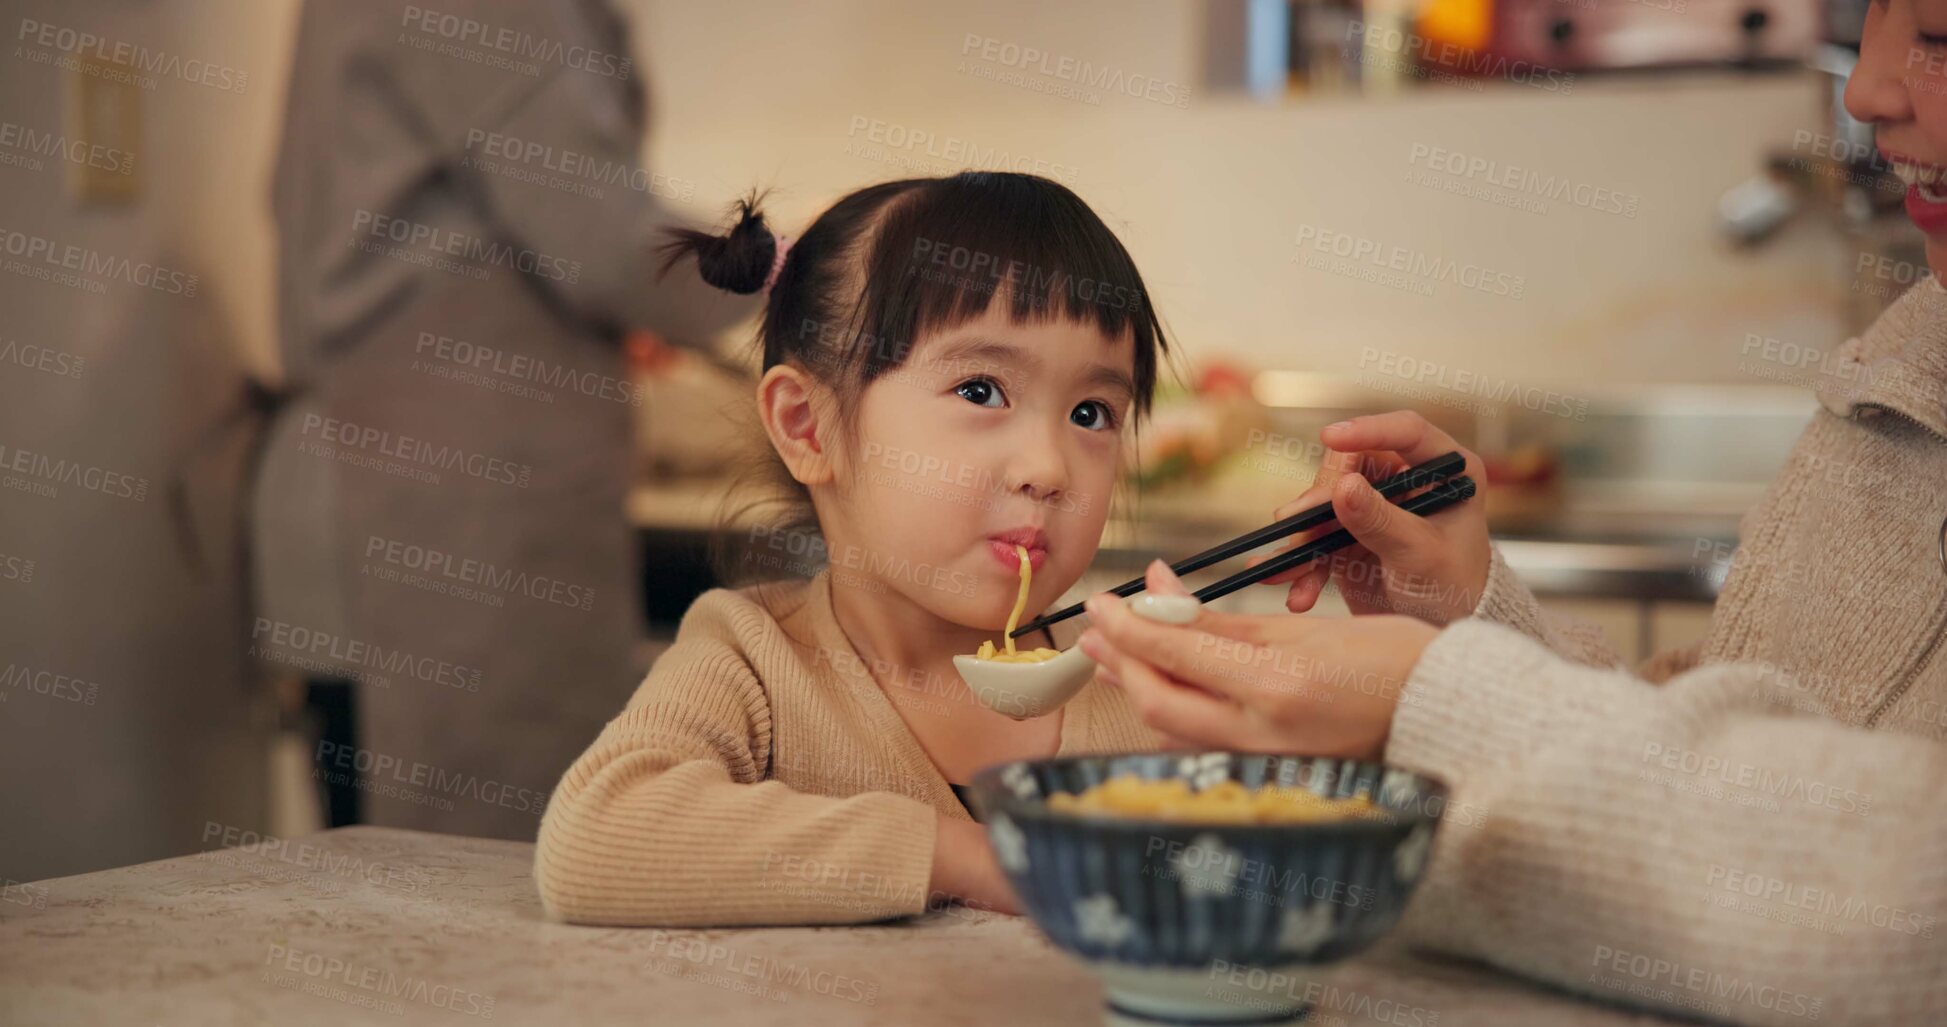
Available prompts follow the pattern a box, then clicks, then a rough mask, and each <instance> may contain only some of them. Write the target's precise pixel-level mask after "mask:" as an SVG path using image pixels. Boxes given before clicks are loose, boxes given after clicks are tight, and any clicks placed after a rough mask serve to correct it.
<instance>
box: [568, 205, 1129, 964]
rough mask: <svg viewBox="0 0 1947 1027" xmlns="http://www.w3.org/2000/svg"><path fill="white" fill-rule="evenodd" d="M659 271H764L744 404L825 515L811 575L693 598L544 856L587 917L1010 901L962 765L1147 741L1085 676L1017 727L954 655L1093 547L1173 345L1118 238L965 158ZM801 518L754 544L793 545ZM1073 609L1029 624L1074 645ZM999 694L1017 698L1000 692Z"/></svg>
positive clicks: (870, 915)
mask: <svg viewBox="0 0 1947 1027" xmlns="http://www.w3.org/2000/svg"><path fill="white" fill-rule="evenodd" d="M672 247H674V249H672V255H670V259H672V263H674V261H676V259H680V257H683V255H695V259H697V267H699V271H701V273H703V279H705V281H709V283H711V285H716V286H720V288H728V290H732V292H757V290H759V288H767V290H769V302H767V306H765V316H763V327H761V333H759V339H761V345H763V378H761V382H759V384H757V413H759V419H761V423H763V431H765V435H767V437H769V442H771V446H773V448H775V452H777V456H779V458H781V462H783V468H785V470H787V472H789V477H790V481H792V483H794V489H796V491H798V495H800V499H802V503H806V505H808V513H812V514H814V516H816V528H818V534H820V536H822V540H820V544H818V546H816V550H818V552H820V553H822V555H824V559H822V561H820V563H824V569H820V571H818V573H816V575H814V577H810V581H773V583H767V585H757V587H750V589H738V590H728V589H715V590H711V592H705V594H703V596H701V598H697V602H695V604H693V606H691V608H689V612H687V614H685V616H683V624H681V628H680V629H678V635H676V643H674V645H672V647H670V649H668V651H666V653H664V655H662V657H660V659H658V661H656V665H654V668H652V670H650V674H648V678H646V680H644V682H643V684H641V688H637V692H635V696H633V698H631V700H629V704H627V705H625V707H623V711H621V715H619V717H615V719H613V721H609V725H607V729H604V731H602V735H600V737H598V739H596V741H594V744H592V746H590V748H588V750H586V752H584V754H582V756H580V758H578V760H576V762H574V766H570V768H569V772H567V776H565V778H563V780H561V785H559V787H557V789H555V793H553V799H551V801H549V807H547V815H545V818H543V820H541V832H539V840H537V846H535V859H533V875H535V883H537V885H539V891H541V900H543V904H545V908H547V912H549V914H551V916H555V918H559V920H572V922H580V924H656V926H732V924H843V922H864V920H882V918H890V916H905V914H917V912H923V910H925V908H927V906H929V900H935V902H937V900H946V898H956V900H962V902H970V904H987V906H993V908H1003V910H1009V912H1012V894H1010V893H1009V889H1007V883H1005V877H1003V873H1001V869H999V865H997V863H995V857H993V852H991V850H989V848H987V840H985V834H983V828H981V826H979V824H977V822H973V820H972V817H970V813H968V809H966V807H964V803H962V799H960V795H958V785H964V783H966V781H968V778H970V776H972V774H973V772H975V770H977V768H981V766H985V764H993V762H1001V760H1014V758H1038V756H1057V754H1063V756H1065V754H1077V752H1106V750H1129V748H1157V746H1158V737H1157V735H1155V733H1153V731H1151V729H1147V727H1145V725H1143V723H1141V721H1139V717H1137V715H1135V711H1133V709H1131V705H1129V704H1127V702H1125V700H1123V696H1121V694H1120V692H1118V690H1114V688H1110V686H1106V684H1100V682H1090V684H1088V686H1086V688H1084V690H1083V692H1081V694H1079V696H1077V698H1075V700H1071V702H1069V704H1067V705H1065V707H1061V709H1059V711H1055V713H1049V715H1044V717H1036V719H1026V721H1014V719H1010V717H1007V715H1005V713H997V711H991V709H987V707H983V705H979V704H975V702H973V698H972V696H970V694H968V688H966V686H964V682H962V680H960V676H958V674H956V672H954V668H952V657H954V655H958V653H973V651H975V649H977V647H979V643H981V641H983V639H995V641H999V635H1001V629H1003V626H1005V622H1007V616H1009V612H1010V608H1012V606H1014V598H1016V590H1018V587H1020V577H1018V575H1020V557H1018V550H1016V546H1018V548H1024V550H1026V553H1028V563H1030V565H1032V590H1030V596H1028V612H1030V614H1032V612H1040V610H1044V608H1046V606H1049V604H1051V602H1053V600H1055V598H1057V596H1061V594H1063V592H1065V590H1067V589H1069V587H1073V585H1075V581H1077V579H1079V577H1081V575H1083V571H1084V569H1086V567H1088V563H1090V559H1092V557H1094V552H1096V546H1098V544H1100V538H1102V526H1104V522H1106V518H1108V507H1110V503H1108V499H1110V491H1112V487H1114V483H1116V477H1118V468H1120V464H1121V448H1123V444H1125V429H1127V427H1129V425H1133V421H1135V419H1139V417H1143V415H1145V413H1147V409H1149V399H1151V394H1153V390H1155V380H1157V368H1158V357H1162V355H1164V351H1166V345H1164V339H1162V329H1160V325H1158V322H1157V316H1155V312H1153V310H1151V304H1149V292H1147V290H1145V288H1143V279H1141V275H1137V271H1135V265H1133V263H1131V261H1129V253H1127V251H1125V249H1123V247H1121V244H1120V242H1118V240H1116V236H1114V234H1112V232H1110V230H1108V226H1106V224H1102V220H1100V218H1098V216H1096V214H1094V212H1092V210H1090V209H1088V207H1086V205H1084V203H1083V201H1081V199H1079V197H1077V195H1075V193H1071V191H1069V189H1065V187H1061V185H1057V183H1053V181H1047V179H1044V177H1036V175H1020V173H989V171H966V173H960V175H952V177H931V179H903V181H890V183H884V185H872V187H866V189H861V191H857V193H853V195H849V197H845V199H841V201H839V203H835V205H833V207H831V209H829V210H826V212H824V214H822V216H820V218H818V220H816V222H812V226H810V228H808V230H806V232H804V236H802V238H798V240H787V238H779V236H773V232H771V230H769V228H767V226H765V220H763V216H761V214H759V212H757V210H755V203H744V205H740V216H738V220H736V226H734V228H732V230H730V232H728V236H720V238H718V236H709V234H701V232H681V234H680V236H678V240H676V242H674V244H672ZM802 540H804V536H800V534H790V532H755V534H752V536H750V540H748V544H750V546H748V550H750V553H748V559H752V561H753V563H755V565H759V567H765V569H777V567H792V565H802V563H806V561H808V559H814V557H816V555H818V553H812V557H808V555H806V546H804V544H802ZM1075 633H1079V631H1077V629H1075V628H1073V622H1067V624H1063V626H1057V628H1055V633H1053V635H1047V633H1044V635H1047V637H1042V639H1020V641H1024V643H1032V645H1051V647H1065V645H1069V643H1071V641H1073V635H1075ZM1001 705H1003V707H1005V702H1003V704H1001Z"/></svg>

----

Wyodrębnij z wierszy powyżej cały tekst i przepisz każdą linijkę bez żadnych zmian. Obrazy pomiń.

• _Rozwiązanie ćwiczenia_
Available prompts follow the pattern a box, then clicks, then a rough mask, and each <instance> may contain only some of them. Write the target's precise pixel-level mask after "mask:" as an SVG path using image pixels. Boxes given before clicks are loose, boxes given after clicks are tight, and any clicks placed after a rough mask serve to correct it.
<instance>
box: [568, 205, 1129, 964]
rough mask: <svg viewBox="0 0 1947 1027" xmlns="http://www.w3.org/2000/svg"><path fill="white" fill-rule="evenodd" d="M659 271H764L744 404L825 515L811 575L693 598L544 856L587 917L1010 901L962 765L1147 741L1085 676L1017 727L954 655L1093 547L1173 345L1118 238L965 158ZM801 518L754 544L793 545ZM1073 609L1029 624L1074 645ZM999 694L1017 698L1000 692Z"/></svg>
positive clicks: (870, 915)
mask: <svg viewBox="0 0 1947 1027" xmlns="http://www.w3.org/2000/svg"><path fill="white" fill-rule="evenodd" d="M672 247H674V249H672V255H670V259H672V263H674V261H676V259H680V257H683V255H695V259H697V267H699V271H701V273H703V279H705V281H709V283H711V285H716V286H720V288H728V290H732V292H757V290H759V288H767V290H769V302H767V306H765V316H763V327H761V333H759V339H761V345H763V378H761V382H759V384H757V413H759V419H761V423H763V431H765V435H767V437H769V442H771V446H773V448H775V452H777V456H779V458H781V462H783V468H785V470H787V472H789V477H790V481H792V483H794V489H796V491H798V495H800V499H802V503H806V505H808V513H812V514H814V516H816V528H818V534H820V536H822V540H820V544H818V546H816V550H818V552H820V553H822V555H824V559H822V561H820V563H824V569H820V571H818V573H816V575H814V577H810V581H773V583H767V585H757V587H750V589H738V590H728V589H715V590H711V592H705V594H703V596H701V598H697V602H695V604H693V606H691V608H689V612H687V614H685V616H683V624H681V628H680V629H678V635H676V643H674V645H672V647H670V649H668V651H666V653H664V655H662V657H660V659H658V661H656V665H654V668H652V670H650V674H648V678H646V680H644V682H643V684H641V688H637V692H635V696H633V698H631V700H629V704H627V705H625V707H623V711H621V715H619V717H615V719H613V721H609V725H607V729H604V731H602V735H600V737H598V739H596V741H594V744H592V746H590V748H588V750H586V752H584V754H582V756H580V758H578V760H576V762H574V766H570V768H569V772H567V776H565V778H563V780H561V785H559V787H557V789H555V793H553V799H551V801H549V807H547V815H545V818H543V820H541V832H539V840H537V846H535V859H533V875H535V883H537V885H539V891H541V900H543V904H545V908H547V912H549V914H551V916H555V918H559V920H572V922H580V924H656V926H732V924H843V922H864V920H882V918H890V916H905V914H917V912H923V910H925V908H927V906H929V900H935V902H937V900H946V898H956V900H962V902H970V904H987V906H993V908H1003V910H1009V912H1012V894H1010V893H1009V889H1007V883H1005V877H1003V873H1001V869H999V865H997V863H995V857H993V852H991V850H989V848H987V840H985V834H983V828H981V826H979V824H977V822H973V820H972V817H970V813H968V809H966V807H964V803H962V799H960V795H958V785H964V783H966V781H968V778H970V776H972V774H973V772H975V770H977V768H981V766H985V764H993V762H1001V760H1014V758H1038V756H1057V754H1063V756H1065V754H1077V752H1106V750H1129V748H1157V746H1158V737H1157V735H1155V733H1153V731H1151V729H1147V727H1145V725H1143V723H1141V721H1139V717H1137V715H1135V711H1133V709H1131V705H1129V704H1127V702H1125V700H1123V696H1121V694H1120V692H1118V690H1114V688H1110V686H1106V684H1100V682H1090V684H1088V686H1086V688H1084V690H1083V692H1081V694H1079V696H1077V698H1075V700H1071V702H1069V704H1067V705H1065V707H1061V709H1059V711H1055V713H1049V715H1044V717H1036V719H1026V721H1014V719H1010V717H1007V715H1005V713H997V711H991V709H987V707H983V705H979V704H975V702H973V698H972V696H970V694H968V688H966V686H964V682H962V680H960V676H958V674H956V672H954V668H952V657H954V655H958V653H973V651H975V649H977V647H979V643H981V641H983V639H995V641H999V635H1001V629H1003V626H1005V622H1007V616H1009V612H1010V608H1012V606H1014V598H1016V590H1018V587H1020V577H1018V575H1020V557H1018V550H1016V546H1018V548H1024V550H1026V553H1028V563H1030V565H1032V590H1030V596H1028V612H1030V614H1032V612H1040V610H1044V608H1046V606H1049V604H1051V602H1053V600H1055V598H1057V596H1061V594H1063V592H1065V590H1067V589H1069V587H1073V585H1075V581H1077V579H1079V577H1081V575H1083V571H1084V569H1086V567H1088V563H1090V559H1092V557H1094V552H1096V546H1098V544H1100V538H1102V526H1104V522H1106V518H1108V507H1110V503H1108V499H1110V491H1112V487H1114V483H1116V477H1118V468H1120V464H1121V448H1123V444H1125V429H1127V427H1129V425H1133V421H1135V419H1139V417H1143V415H1145V413H1147V409H1149V399H1151V394H1153V390H1155V380H1157V368H1158V357H1162V355H1164V351H1166V345H1164V339H1162V329H1160V325H1158V322H1157V316H1155V312H1153V310H1151V304H1149V292H1147V290H1145V288H1143V279H1141V275H1137V271H1135V265H1133V263H1131V261H1129V253H1127V251H1125V249H1123V247H1121V244H1120V242H1118V240H1116V236H1114V234H1112V232H1110V230H1108V226H1106V224H1102V220H1100V218H1098V216H1096V214H1094V212H1092V210H1090V209H1088V207H1086V205H1084V203H1083V201H1081V199H1079V197H1077V195H1075V193H1071V191H1069V189H1065V187H1061V185H1057V183H1053V181H1047V179H1044V177H1036V175H1020V173H989V171H966V173H960V175H952V177H931V179H903V181H890V183H884V185H872V187H866V189H861V191H857V193H853V195H849V197H845V199H841V201H839V203H835V205H833V207H831V209H829V210H826V212H824V214H822V216H820V218H818V220H816V222H812V226H810V228H808V230H806V232H804V236H802V238H798V240H787V238H779V236H773V232H771V230H769V228H767V226H765V220H763V216H761V214H759V212H757V210H755V203H744V205H740V216H738V220H736V226H734V228H732V230H730V232H728V236H720V238H718V236H709V234H701V232H681V234H680V236H678V240H676V242H674V244H672ZM802 540H804V536H800V534H790V532H755V534H752V536H750V540H748V544H750V546H748V550H750V553H748V559H752V561H753V563H755V565H759V567H765V569H777V567H792V565H802V563H806V561H808V559H814V557H816V555H818V553H812V557H808V555H806V546H804V544H802ZM1075 633H1079V631H1077V629H1075V628H1073V622H1067V624H1063V626H1057V628H1055V633H1053V635H1047V633H1044V635H1047V637H1042V639H1020V641H1024V643H1032V645H1051V647H1065V645H1069V643H1071V641H1073V635H1075ZM1001 705H1003V707H1005V702H1003V704H1001Z"/></svg>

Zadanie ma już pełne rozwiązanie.